§ 文書本文:
なので今回は従来の作り方にならって、スルメイカをまるごと1杯使ってイカメンチを作っていきます。
 

〈材料(2人分)〉

 スルメイカ……1杯
 キャベツ……1/8玉
 玉ねぎ……中1/2個
 にんじん……1/3本
 卵……1個
☆片栗粉……大さじ2
☆薄力粉……大さじ2
☆しょうゆ……小さじ2
☆砂糖……小さじ1
☆すりおろししょうが……小さじ1
☆塩……小さじ1
 
スルメイカ
スルメイカは、地元のスーパーで購入してきました。写真のように乳白色で透明感があるイカは鮮度がいい証拠。

新鮮なものほど透明度が高く、目は黒々として艶があり、胴体にハリがあります。逆に鮮度が落ちているものは、目がくぼみ、ツヤがなく、白く濁っています。白濁した身に茶焦げた斑点があるものは、腐敗が進んでいる証拠なので購入は避けたほうがよさそうです。

それではさっそく作っていきましょう!
 

① イカをさばく

イカをさばく
冷凍・生どちらにしてもイカをまるごと使う場合は、先にイカの下処理を済ませておきます。
スルメイカのさばき方はこちら
 

② 具材をみじん切りにする

イカみじん切り
イカの下処理を済ませたあと、胴体、エンペラ(三角の耳)、イカゲソをみじん切りにします。もしあればフードプロセッサーで細かくしたほうがふわふわな食感になるのでおすすめです。

 
野菜は粗みじん切り
キャベツ、玉ねぎ、にんじんを粗みじん切りにします。写真ではうっかり細かいみじん切りにしていますが、粗めに切ったほうが野菜の食感が残って美味しいと思います。
 

③ 材料をすべて練り混ぜる

材料をすべて混ぜる
②と☆をあわせて、粘りが出るまで練り混ぜ、溶き卵を入れます。ただ、気温や具材の切り方によって粘りけの強さは変わるので、混ぜてみて柔らかいようであれば、溶き卵の量は少なめにしてみてください。

うまくまとまらないときは薄力粉と片栗粉で調整するか、大葉に包んで丸ごと揚げるアレンジもおすすめ。
 

④ 170度の油で揚げる

フライパンに2センチくらいの高さまでサラダ油を入れ、170℃に熱します。
中弱火で揚げていきます
スプーンで楕円型を作り、油にそっと落とします。

[バウンディングボックスデータの抜粋]
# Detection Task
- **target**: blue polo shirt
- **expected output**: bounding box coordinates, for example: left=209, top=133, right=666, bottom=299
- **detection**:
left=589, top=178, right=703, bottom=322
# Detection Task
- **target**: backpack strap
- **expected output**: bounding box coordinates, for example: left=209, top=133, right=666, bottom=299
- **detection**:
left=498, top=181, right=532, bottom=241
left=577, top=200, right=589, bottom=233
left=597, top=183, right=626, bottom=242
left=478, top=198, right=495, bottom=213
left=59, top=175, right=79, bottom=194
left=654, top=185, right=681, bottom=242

* * *

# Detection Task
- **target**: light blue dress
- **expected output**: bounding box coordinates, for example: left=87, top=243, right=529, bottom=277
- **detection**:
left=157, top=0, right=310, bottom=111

§ 課題のねらい: イカメンチの作り方を説明した本文のうち、「新鮮なものほど透明度が高く、」から「の下処理を済ませておきます。」までを含む部分を、「腐敗」を「傷み」に置き換えて書き直すこと。

§ 解答例:
新鮮なものほど透明度が高く、目は黒々として艶があり、胴体にハリがあります。逆に鮮度が落ちているものは、目がくぼみ、ツヤがなく、白く濁っています。白濁した身に茶焦げた斑点があるものは、傷みが進んでいる証拠なので購入は避けたほうがよさそうです。

それではさっそく作っていきましょう!
 

① イカをさばく

イカをさばく
冷凍・生どちらにしてもイカをまるごと使う場合は、先にイカの下処理を済ませておきます。